* Text provided *
-- Opening Marker --

Thank you for engaging with the rebuttal. I disagree with the opinion that an analysis on a well-cited paper in a popular field would automatically offers impactful contribution. Unsupervised learning methods are difficult to provide identifiability guarantees without strong assumptions [1, 2], which the other methods tested in experiments, e.g. k-means, PCA are all such unsupervised learning methods, therefore it is not surprising they cannot discover true knowledge. As the paper with its current stand in proposing no concrete solutions, the potential contribution is to offer understanding about the field and next steps, e.g. is unsupervised learning method in general impossible to discover knowledge; based on the empirical findings, what would the paper suggest for the field to focus on. I think the desidera in Section 6 is somewhat on the line to do that, but was not well-explored in the main sections and should, in my opinion, be more well-studied. Therefore, I will keep the score.

[1] Ilyes Khemakhem, Diederik Kingma, Ricardo Monti, and Aapo Hyvarinen. Variational autoencoders and nonlinear ica: A unifying framework. In International Conference on Artificial Intelligence and Statistics, pp. 2207–2217. PMLR, 2020a. [2] Francesco Locatello, Stefan Bauer, Mario Lucic, Gunnar Raetsch, Sylvain Gelly, Bernhard Schölkopf, and Olivier Bachem. Challenging common assumptions in the unsupervised learning of disentangled representations. In International Conference on Machine Learning, pp. 4114–4124. PMLR, 2019.

-- Closing Marker --

* Task requirements *
1. In the review response, which methods tested in the experiments are named as examples of unsupervised learning methods?
2. In the review response, update the text between "[1] Ilyes Khemakhem, Diederik" and "4114–4124. PMLR, 2019.", inclusive, replacing "PMLR" with "Proceedings of Machine Learning Research".
3. Write what comes next in the review response, picking up after its final line.

* Given information *
-- Opening Marker --

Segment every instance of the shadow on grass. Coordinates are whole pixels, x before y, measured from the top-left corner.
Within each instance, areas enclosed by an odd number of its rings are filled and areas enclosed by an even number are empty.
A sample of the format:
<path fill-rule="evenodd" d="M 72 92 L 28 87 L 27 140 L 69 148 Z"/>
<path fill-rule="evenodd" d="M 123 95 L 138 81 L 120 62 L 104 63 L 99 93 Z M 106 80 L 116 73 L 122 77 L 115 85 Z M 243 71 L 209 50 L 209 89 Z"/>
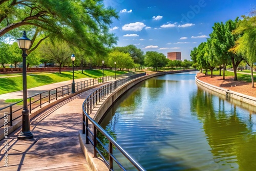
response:
<path fill-rule="evenodd" d="M 51 77 L 44 75 L 30 75 L 31 78 L 34 79 L 36 82 L 41 82 L 44 84 L 50 84 L 53 82 L 53 79 Z"/>
<path fill-rule="evenodd" d="M 17 91 L 19 86 L 9 78 L 2 78 L 0 79 L 0 94 Z"/>
<path fill-rule="evenodd" d="M 61 77 L 63 77 L 63 78 L 69 78 L 70 79 L 73 78 L 73 75 L 72 75 L 72 72 L 66 72 L 66 73 L 61 73 L 61 74 L 59 74 L 59 73 L 54 73 L 53 74 L 56 75 L 57 76 Z M 70 74 L 69 74 L 70 73 Z M 74 76 L 75 77 L 75 75 Z"/>

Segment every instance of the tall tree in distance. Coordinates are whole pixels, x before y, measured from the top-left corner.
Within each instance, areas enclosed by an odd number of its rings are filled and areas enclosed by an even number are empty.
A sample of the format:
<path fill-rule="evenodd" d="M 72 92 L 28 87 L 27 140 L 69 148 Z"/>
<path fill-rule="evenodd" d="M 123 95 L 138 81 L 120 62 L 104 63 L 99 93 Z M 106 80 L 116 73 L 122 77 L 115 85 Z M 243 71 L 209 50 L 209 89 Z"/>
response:
<path fill-rule="evenodd" d="M 233 32 L 235 35 L 242 35 L 242 36 L 230 51 L 245 57 L 245 61 L 251 67 L 251 87 L 254 88 L 253 69 L 253 63 L 256 62 L 256 16 L 242 17 L 243 19 L 239 22 Z"/>
<path fill-rule="evenodd" d="M 28 54 L 48 37 L 101 53 L 116 42 L 109 28 L 112 18 L 118 16 L 103 0 L 3 0 L 0 11 L 1 38 L 16 39 L 20 37 L 19 31 L 27 30 L 32 40 Z"/>

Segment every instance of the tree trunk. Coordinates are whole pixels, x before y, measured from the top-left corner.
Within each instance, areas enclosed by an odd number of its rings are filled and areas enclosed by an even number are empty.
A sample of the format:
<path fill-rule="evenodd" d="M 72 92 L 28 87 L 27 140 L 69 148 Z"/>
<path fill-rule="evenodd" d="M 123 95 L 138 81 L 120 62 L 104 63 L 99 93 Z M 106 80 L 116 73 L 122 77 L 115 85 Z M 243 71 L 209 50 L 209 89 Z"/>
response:
<path fill-rule="evenodd" d="M 223 63 L 223 79 L 225 79 L 225 63 Z"/>
<path fill-rule="evenodd" d="M 253 79 L 253 63 L 251 65 L 251 87 L 254 87 L 254 82 Z"/>

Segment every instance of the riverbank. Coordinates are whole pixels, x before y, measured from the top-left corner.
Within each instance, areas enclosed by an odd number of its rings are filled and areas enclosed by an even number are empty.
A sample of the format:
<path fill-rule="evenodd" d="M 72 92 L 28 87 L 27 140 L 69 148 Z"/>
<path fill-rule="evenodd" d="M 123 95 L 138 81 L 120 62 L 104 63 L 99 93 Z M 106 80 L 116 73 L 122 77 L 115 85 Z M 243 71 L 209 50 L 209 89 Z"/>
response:
<path fill-rule="evenodd" d="M 198 73 L 197 77 L 199 80 L 213 86 L 256 97 L 256 88 L 251 87 L 251 82 L 234 81 L 233 76 L 225 76 L 225 80 L 223 79 L 223 76 L 214 75 L 210 78 L 210 75 L 204 75 L 201 73 Z"/>

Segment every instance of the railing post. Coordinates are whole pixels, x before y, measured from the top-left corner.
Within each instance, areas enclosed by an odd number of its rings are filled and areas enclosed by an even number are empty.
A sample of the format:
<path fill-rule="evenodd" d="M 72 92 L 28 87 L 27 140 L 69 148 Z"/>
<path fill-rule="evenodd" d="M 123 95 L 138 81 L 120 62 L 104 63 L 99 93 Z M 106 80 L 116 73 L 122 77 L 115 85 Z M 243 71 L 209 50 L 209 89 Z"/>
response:
<path fill-rule="evenodd" d="M 109 154 L 109 158 L 110 162 L 110 167 L 109 168 L 110 170 L 113 169 L 113 158 L 111 157 L 112 154 L 113 154 L 113 144 L 110 141 L 110 145 L 109 146 L 109 151 L 110 153 Z"/>
<path fill-rule="evenodd" d="M 97 158 L 97 151 L 96 149 L 97 147 L 97 128 L 94 125 L 93 125 L 93 141 L 94 142 L 93 157 Z"/>
<path fill-rule="evenodd" d="M 42 108 L 42 94 L 40 93 L 40 108 Z"/>
<path fill-rule="evenodd" d="M 12 106 L 10 106 L 10 125 L 12 126 Z"/>
<path fill-rule="evenodd" d="M 83 106 L 84 108 L 84 106 Z M 86 134 L 86 125 L 84 125 L 84 122 L 86 122 L 86 114 L 82 110 L 82 134 Z"/>
<path fill-rule="evenodd" d="M 51 100 L 50 98 L 50 90 L 48 91 L 48 101 L 49 103 L 50 103 L 50 101 Z"/>
<path fill-rule="evenodd" d="M 56 89 L 56 100 L 58 100 L 58 90 Z"/>
<path fill-rule="evenodd" d="M 69 85 L 68 85 L 68 95 L 69 94 Z"/>
<path fill-rule="evenodd" d="M 29 113 L 31 113 L 31 97 L 29 97 Z"/>

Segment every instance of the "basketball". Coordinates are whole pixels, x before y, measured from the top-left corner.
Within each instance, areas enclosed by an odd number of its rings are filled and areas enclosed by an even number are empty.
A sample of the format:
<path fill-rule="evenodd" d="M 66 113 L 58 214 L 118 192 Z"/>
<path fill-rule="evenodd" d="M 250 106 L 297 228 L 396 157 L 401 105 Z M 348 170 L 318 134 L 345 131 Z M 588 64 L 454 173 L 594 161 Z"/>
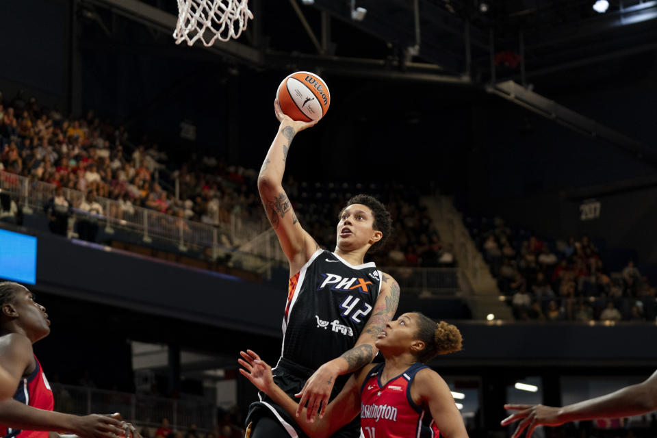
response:
<path fill-rule="evenodd" d="M 320 120 L 331 105 L 326 83 L 307 71 L 298 71 L 283 79 L 276 99 L 283 112 L 294 120 L 303 122 Z"/>

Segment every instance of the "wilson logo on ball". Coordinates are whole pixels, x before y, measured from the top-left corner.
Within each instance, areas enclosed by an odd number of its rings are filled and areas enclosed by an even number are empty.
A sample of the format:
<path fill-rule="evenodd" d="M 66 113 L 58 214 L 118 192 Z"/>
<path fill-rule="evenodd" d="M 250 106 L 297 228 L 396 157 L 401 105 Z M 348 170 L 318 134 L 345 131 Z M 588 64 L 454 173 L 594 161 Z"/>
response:
<path fill-rule="evenodd" d="M 281 110 L 294 120 L 318 120 L 331 105 L 328 87 L 321 77 L 307 71 L 298 71 L 283 80 L 276 92 Z"/>
<path fill-rule="evenodd" d="M 324 94 L 324 90 L 322 89 L 322 84 L 318 82 L 314 77 L 310 76 L 309 75 L 306 75 L 306 82 L 315 87 L 315 89 L 317 90 L 317 92 L 320 93 L 320 96 L 322 96 L 322 100 L 324 101 L 324 104 L 328 105 L 328 99 Z"/>

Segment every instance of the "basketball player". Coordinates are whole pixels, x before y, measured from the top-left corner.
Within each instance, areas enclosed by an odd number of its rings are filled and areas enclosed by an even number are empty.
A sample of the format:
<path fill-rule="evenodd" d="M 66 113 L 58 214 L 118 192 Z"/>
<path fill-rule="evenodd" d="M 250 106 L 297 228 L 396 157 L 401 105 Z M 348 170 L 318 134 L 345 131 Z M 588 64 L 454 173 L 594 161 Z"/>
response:
<path fill-rule="evenodd" d="M 0 368 L 0 400 L 9 398 L 16 391 L 16 382 L 6 370 Z"/>
<path fill-rule="evenodd" d="M 561 408 L 542 404 L 505 404 L 504 409 L 517 412 L 502 420 L 502 426 L 522 420 L 513 438 L 518 438 L 526 429 L 526 437 L 530 438 L 539 426 L 640 415 L 657 409 L 657 371 L 637 385 Z"/>
<path fill-rule="evenodd" d="M 14 398 L 0 402 L 3 438 L 49 438 L 49 432 L 81 438 L 140 438 L 134 428 L 110 415 L 72 415 L 53 412 L 55 401 L 32 344 L 50 333 L 46 309 L 17 283 L 0 283 L 0 368 L 12 379 Z"/>
<path fill-rule="evenodd" d="M 276 383 L 307 405 L 308 419 L 324 414 L 350 373 L 376 355 L 376 335 L 392 319 L 399 285 L 389 275 L 363 263 L 365 253 L 380 247 L 391 229 L 390 215 L 376 199 L 358 195 L 343 209 L 334 252 L 320 248 L 302 227 L 283 189 L 287 153 L 294 136 L 316 122 L 296 122 L 277 101 L 280 121 L 258 178 L 265 211 L 289 262 L 287 302 L 283 322 Z M 253 403 L 246 418 L 252 438 L 303 436 L 288 413 L 266 396 Z M 357 437 L 357 422 L 335 437 Z"/>
<path fill-rule="evenodd" d="M 309 437 L 328 437 L 359 413 L 365 438 L 467 438 L 465 426 L 445 381 L 424 365 L 437 354 L 459 351 L 459 329 L 422 313 L 388 322 L 376 341 L 385 361 L 355 373 L 316 422 L 298 417 Z M 298 404 L 274 382 L 271 368 L 254 352 L 240 352 L 240 372 L 288 413 Z"/>

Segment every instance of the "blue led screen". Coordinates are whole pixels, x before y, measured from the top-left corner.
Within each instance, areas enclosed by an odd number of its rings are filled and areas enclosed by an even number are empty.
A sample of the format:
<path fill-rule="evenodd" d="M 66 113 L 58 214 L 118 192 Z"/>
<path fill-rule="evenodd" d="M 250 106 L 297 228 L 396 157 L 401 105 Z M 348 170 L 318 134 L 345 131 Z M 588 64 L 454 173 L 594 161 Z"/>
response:
<path fill-rule="evenodd" d="M 36 283 L 36 237 L 0 230 L 0 279 Z"/>

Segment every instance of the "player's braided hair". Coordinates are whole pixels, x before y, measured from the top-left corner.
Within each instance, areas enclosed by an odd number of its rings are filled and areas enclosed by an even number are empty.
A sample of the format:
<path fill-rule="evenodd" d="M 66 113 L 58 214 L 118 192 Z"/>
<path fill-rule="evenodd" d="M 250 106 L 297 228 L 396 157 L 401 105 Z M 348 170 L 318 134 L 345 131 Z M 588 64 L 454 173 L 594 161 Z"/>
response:
<path fill-rule="evenodd" d="M 13 281 L 0 283 L 0 306 L 13 302 L 16 292 L 23 287 L 21 285 Z"/>
<path fill-rule="evenodd" d="M 436 355 L 446 355 L 463 348 L 463 337 L 455 326 L 445 321 L 433 320 L 416 313 L 417 315 L 417 337 L 424 342 L 424 349 L 417 355 L 417 360 L 423 363 Z"/>
<path fill-rule="evenodd" d="M 380 250 L 385 246 L 385 242 L 390 237 L 390 231 L 392 230 L 392 218 L 390 217 L 390 212 L 385 209 L 385 206 L 374 196 L 361 194 L 356 195 L 347 201 L 346 205 L 340 211 L 340 216 L 342 216 L 342 211 L 345 208 L 353 204 L 363 204 L 372 210 L 374 216 L 372 227 L 377 231 L 381 231 L 383 235 L 381 240 L 372 246 L 370 252 L 374 253 Z"/>

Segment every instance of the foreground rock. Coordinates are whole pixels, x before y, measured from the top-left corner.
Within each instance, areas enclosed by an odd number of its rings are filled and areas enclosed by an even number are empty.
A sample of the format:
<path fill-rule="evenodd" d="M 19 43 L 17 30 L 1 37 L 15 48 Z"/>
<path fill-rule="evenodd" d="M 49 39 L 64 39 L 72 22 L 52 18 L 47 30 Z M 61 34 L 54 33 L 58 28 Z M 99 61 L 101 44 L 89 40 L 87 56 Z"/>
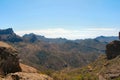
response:
<path fill-rule="evenodd" d="M 19 71 L 21 71 L 21 68 L 17 51 L 10 45 L 0 42 L 0 75 Z"/>
<path fill-rule="evenodd" d="M 106 46 L 106 55 L 108 59 L 113 59 L 120 55 L 120 41 L 113 41 Z"/>
<path fill-rule="evenodd" d="M 5 80 L 53 80 L 52 78 L 38 73 L 17 72 L 7 75 Z"/>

-- Closing Marker --

* Results of the tasks *
1. k-means and PCA

2.
[1] Ilyes Khemakhem, Diederik Kingma, Ricardo Monti, and Aapo Hyvarinen. Variational autoencoders and nonlinear ica: A unifying framework. In International Conference on Artificial Intelligence and Statistics, pp. 2207–2217. Proceedings of Machine Learning Research, 2020a. [2] Francesco Locatello, Stefan Bauer, Mario Lucic, Gunnar Raetsch, Sylvain Gelly, Bernhard Schölkopf, and Olivier Bachem. Challenging common assumptions in the unsupervised learning of disentangled representations. In International Conference on Machine Learning, pp. 4114–4124. Proceedings of Machine Learning Research, 2019.

3.
作者回复

A common theme in the reviews was that it challenges only a particular method, CCS. In fact, our experiments involved multiple other unsupervised methods which all suffer the same issue, which is a general issue, and a hard one to solve. Similarly common was that our paper should have aimed to solve the problem. We wanted the scope of our paper to just be to show this general problem is real, rather than to solve it. This would require a completely different kind of work and a separate paper. We were commended for listing desiderata that our analysis suggests are necessary for a solution, each of which we believe represents a significant hurdle, i.e. there will be no easy solution here.

最终决定

This paper identifies key failure modes of unsupervised knowledge discovery methods for language models, in particular "Constraint-consistent Search," including the unique identifiability issue and sensitivity to prompt formats. Based on the reviews and discussions, the main concern is that while these observations are important, they align with well-established limitations of unsupervised learning methods and language models. As such, the findings do not offer significant new insights or surprises to the field.

Additionally, although the paper highlights these issues, it does not propose any solutions or mitigation strategies, leaving the contribution primarily diagnostic rather than constructive. leading to limited potential impact.